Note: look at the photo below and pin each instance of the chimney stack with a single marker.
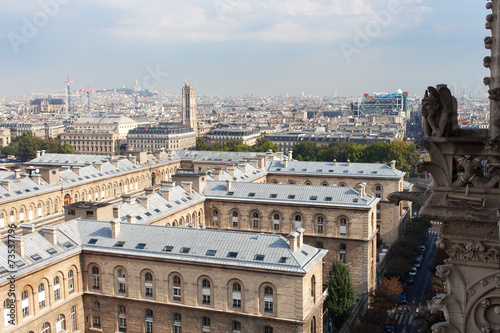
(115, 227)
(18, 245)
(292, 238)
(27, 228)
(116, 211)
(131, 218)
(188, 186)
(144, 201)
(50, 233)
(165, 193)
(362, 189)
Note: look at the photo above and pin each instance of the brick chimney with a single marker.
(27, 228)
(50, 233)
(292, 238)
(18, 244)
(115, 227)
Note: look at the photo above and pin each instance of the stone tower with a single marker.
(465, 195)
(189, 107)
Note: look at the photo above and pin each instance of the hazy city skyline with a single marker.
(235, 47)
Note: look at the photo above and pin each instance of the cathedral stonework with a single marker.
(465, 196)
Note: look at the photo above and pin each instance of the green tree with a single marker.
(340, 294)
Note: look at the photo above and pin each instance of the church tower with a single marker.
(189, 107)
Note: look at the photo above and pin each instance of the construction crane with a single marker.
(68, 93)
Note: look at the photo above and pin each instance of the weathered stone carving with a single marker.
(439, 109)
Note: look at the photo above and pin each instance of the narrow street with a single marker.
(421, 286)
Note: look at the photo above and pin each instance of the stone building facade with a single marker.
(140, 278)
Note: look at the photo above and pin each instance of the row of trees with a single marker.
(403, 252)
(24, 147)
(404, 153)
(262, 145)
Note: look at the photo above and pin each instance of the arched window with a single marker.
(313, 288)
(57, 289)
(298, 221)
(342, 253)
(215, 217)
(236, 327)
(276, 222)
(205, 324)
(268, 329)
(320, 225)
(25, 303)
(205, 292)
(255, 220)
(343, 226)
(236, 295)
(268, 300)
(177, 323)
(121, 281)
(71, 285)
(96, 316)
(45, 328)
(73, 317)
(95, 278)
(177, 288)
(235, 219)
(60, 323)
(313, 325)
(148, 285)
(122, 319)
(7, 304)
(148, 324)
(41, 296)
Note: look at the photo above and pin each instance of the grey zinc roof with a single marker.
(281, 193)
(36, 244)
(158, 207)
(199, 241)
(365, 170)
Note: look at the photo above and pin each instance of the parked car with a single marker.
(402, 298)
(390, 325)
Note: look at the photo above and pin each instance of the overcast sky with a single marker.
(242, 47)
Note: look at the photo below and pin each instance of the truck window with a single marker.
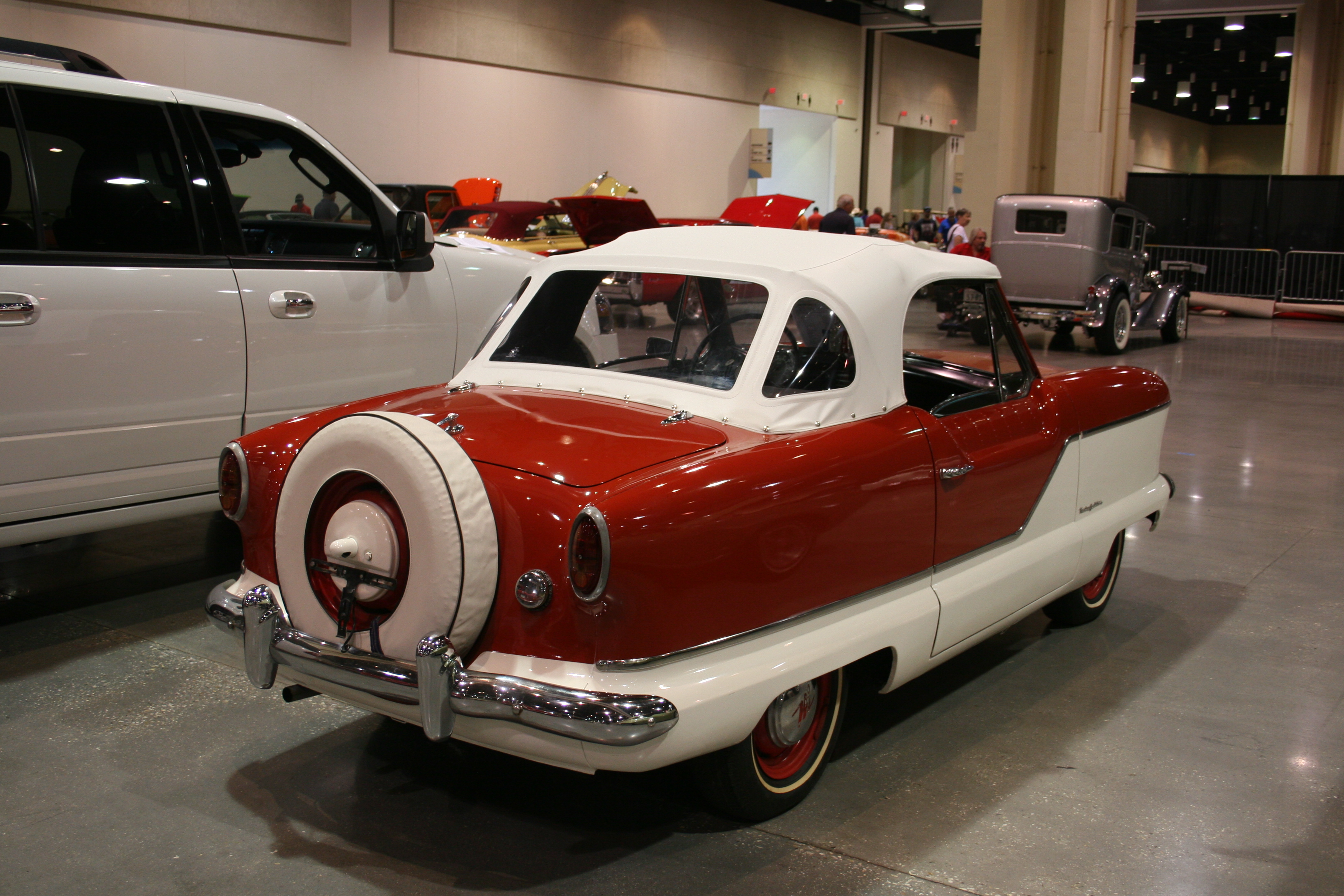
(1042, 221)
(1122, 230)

[WHAT IS REQUIRED]:
Strip out the pictures and quote the remaining data word for word.

[OUTPUT FOR THIS EXERCISE]:
Note: look at the photo below and pin each instance of the chimney stack with a single marker.
(115, 227)
(18, 245)
(292, 238)
(27, 228)
(116, 211)
(131, 218)
(188, 186)
(144, 201)
(50, 233)
(165, 193)
(362, 189)
Note: look at the photo above and pin each instance of the brick chimney with a single marker.
(27, 228)
(50, 233)
(292, 238)
(18, 244)
(115, 227)
Note: look at the photo above and pin each instance of the stone tower with a single marker.
(465, 195)
(189, 107)
Note: look at the photo above and pin each instance of the hazy city skyline with a single marker.
(235, 47)
Note: look at the photo above and pin each instance of the cathedral stonework with a single marker.
(465, 196)
Note: look at the photo above and pin each instance of the green tree with a single marker.
(340, 294)
Note: look at the photo above and pin each instance of the church tower with a single marker.
(189, 107)
Note: look at the photo above and pin each instance of the construction crane with a single marker.
(68, 93)
Note: look at the photo above and pin each instance of the weathered stone carving with a single marker.
(439, 109)
Note: look at the photo above and pin each instance of the narrow street with a single marker.
(421, 286)
Note: look at the photo above and pin each instance of the stone building facade with a single marker.
(140, 278)
Note: look at the photo above and pin each instance of the row of trees with a single marker.
(403, 252)
(24, 147)
(404, 153)
(262, 145)
Note: look at the photo above and pin each instance of the arched window with a single marker.
(313, 288)
(57, 289)
(298, 221)
(342, 253)
(215, 217)
(236, 327)
(276, 222)
(205, 324)
(268, 329)
(320, 225)
(25, 303)
(205, 292)
(255, 220)
(343, 226)
(236, 295)
(268, 300)
(177, 323)
(121, 281)
(71, 285)
(96, 316)
(45, 328)
(73, 317)
(95, 278)
(177, 288)
(235, 219)
(60, 323)
(313, 325)
(148, 285)
(122, 319)
(7, 304)
(148, 324)
(41, 296)
Note: look at the photo above and pin each instance of the grey zinc roof with a single marker.
(281, 193)
(36, 244)
(158, 207)
(199, 241)
(365, 170)
Note: look at the photo above and pin each instance of the parked car with a single marker.
(402, 298)
(390, 325)
Note: look at the photo above and pin each instance of the overcast sky with a single marker.
(242, 47)
Note: look at the photo below and pin each instance of the truck window with a single marker.
(1042, 221)
(1122, 230)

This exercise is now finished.